Task 1 → According to the WikiFlow overview, why is editor dropout prediction a good fit for distributed computing?
Task 2 → Rewrite the WikiFlow overview starting with "WikiFlow is a" and going on through "first ten edits.", swapping "six months" for "twelve months".

WikiFlow — Wikipedia Editor Dropout Prediction at Scale

MET CS 777 Big Data Analytics · Boston University · Spring 2026
Team: Aryan Meena · Kunj Manish Kumar Patel

Overview

WikiFlow is a distributed analytics pipeline on Google Cloud Platform that ingests the public English Wikipedia revision history (2026-03 snapshot, Jan 2021 – Dec 2025), builds per-editor behavioral feature vectors, and predicts whether a newly registered editor will stop contributing within six months of their first ten edits.

Why this matters: English Wikipedia has been losing active editors since 2007. A high-confidence dropout score on a brand-new editor can trigger an early mentorship intervention — operationally useful, and a clean fit for distributed computing since 1.16 million editors and 60 million revision events do not fit in memory on a single machine.

Scale: ~25 GB compressed · 60M+ revision events · 1,158,248 unique editors · runs fully on GCP with zero local data movement.

System Architecture

Wikipedia Dumps (HTTPS, ~25 GB compressed, 60 monthly TSV.bz2 files)
        │
        ▼  00_ingest_dumps.py  (concurrent download, idempotent)
   Google Cloud Storage (GCS)
        │
        ▼  02_features.py  (PySpark on Dataproc)

Contour labeling entries

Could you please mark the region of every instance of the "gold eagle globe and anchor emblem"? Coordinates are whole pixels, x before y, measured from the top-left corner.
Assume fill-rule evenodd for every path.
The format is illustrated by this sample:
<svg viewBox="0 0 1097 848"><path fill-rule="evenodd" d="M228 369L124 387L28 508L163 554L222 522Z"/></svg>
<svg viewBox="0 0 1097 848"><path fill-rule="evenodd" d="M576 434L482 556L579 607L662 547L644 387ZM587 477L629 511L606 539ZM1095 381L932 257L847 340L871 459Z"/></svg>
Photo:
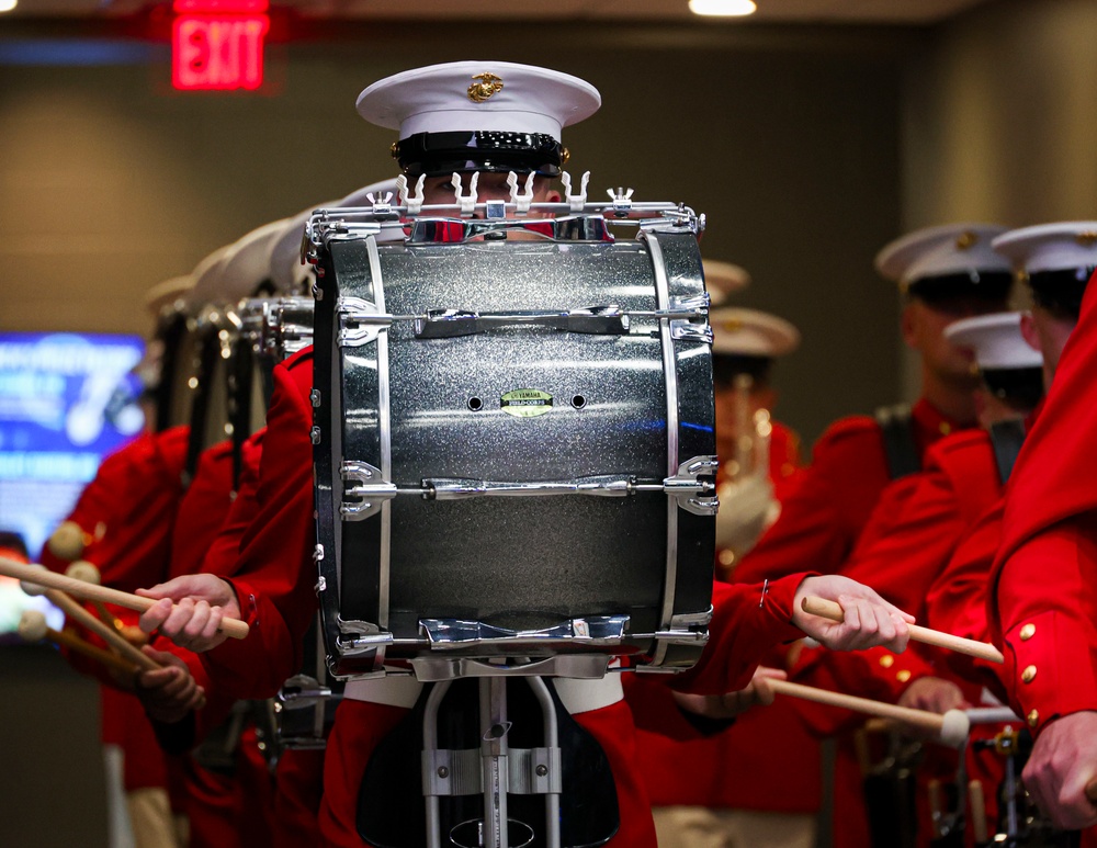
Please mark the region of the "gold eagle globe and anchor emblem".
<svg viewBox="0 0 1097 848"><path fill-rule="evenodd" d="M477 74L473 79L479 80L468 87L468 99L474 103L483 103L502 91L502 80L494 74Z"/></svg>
...
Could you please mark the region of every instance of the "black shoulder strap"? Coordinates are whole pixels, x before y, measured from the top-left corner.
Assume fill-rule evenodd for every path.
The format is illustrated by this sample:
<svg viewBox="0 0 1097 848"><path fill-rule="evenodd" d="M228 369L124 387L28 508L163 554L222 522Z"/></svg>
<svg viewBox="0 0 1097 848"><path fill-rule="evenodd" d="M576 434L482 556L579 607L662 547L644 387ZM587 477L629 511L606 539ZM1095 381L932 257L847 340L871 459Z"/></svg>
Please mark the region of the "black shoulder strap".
---
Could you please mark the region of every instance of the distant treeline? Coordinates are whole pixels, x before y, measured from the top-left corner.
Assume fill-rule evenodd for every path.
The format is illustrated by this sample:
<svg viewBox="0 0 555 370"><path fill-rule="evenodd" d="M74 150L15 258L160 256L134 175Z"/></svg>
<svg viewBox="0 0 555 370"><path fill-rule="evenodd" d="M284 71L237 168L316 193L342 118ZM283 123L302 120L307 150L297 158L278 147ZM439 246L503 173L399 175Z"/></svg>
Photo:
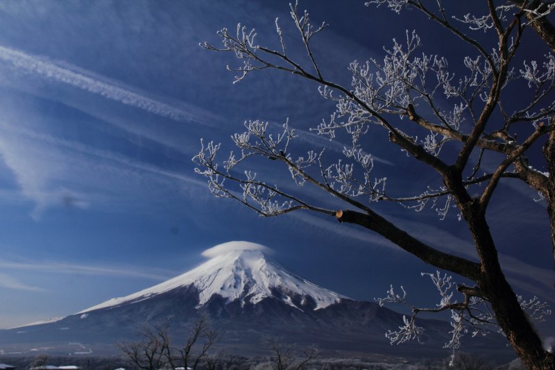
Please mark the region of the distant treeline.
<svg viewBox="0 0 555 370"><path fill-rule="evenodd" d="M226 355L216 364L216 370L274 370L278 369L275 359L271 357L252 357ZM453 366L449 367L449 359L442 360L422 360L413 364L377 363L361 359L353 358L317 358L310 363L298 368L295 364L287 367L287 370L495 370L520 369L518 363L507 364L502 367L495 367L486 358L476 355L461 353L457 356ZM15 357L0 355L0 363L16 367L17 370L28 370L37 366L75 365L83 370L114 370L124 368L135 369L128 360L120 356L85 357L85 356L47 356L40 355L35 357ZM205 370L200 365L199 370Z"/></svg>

Exercise result 1 → The data is too large for one machine. The 1.16 million editors and 60 million revision events do not fit in memory on a single machine.

Exercise result 2 →
WikiFlow is a distributed analytics pipeline on Google Cloud Platform that ingests the public English Wikipedia revision history (2026-03 snapshot, Jan 2021 – Dec 2025), builds per-editor behavioral feature vectors, and predicts whether a newly registered editor will stop contributing within twelve months of their first ten edits.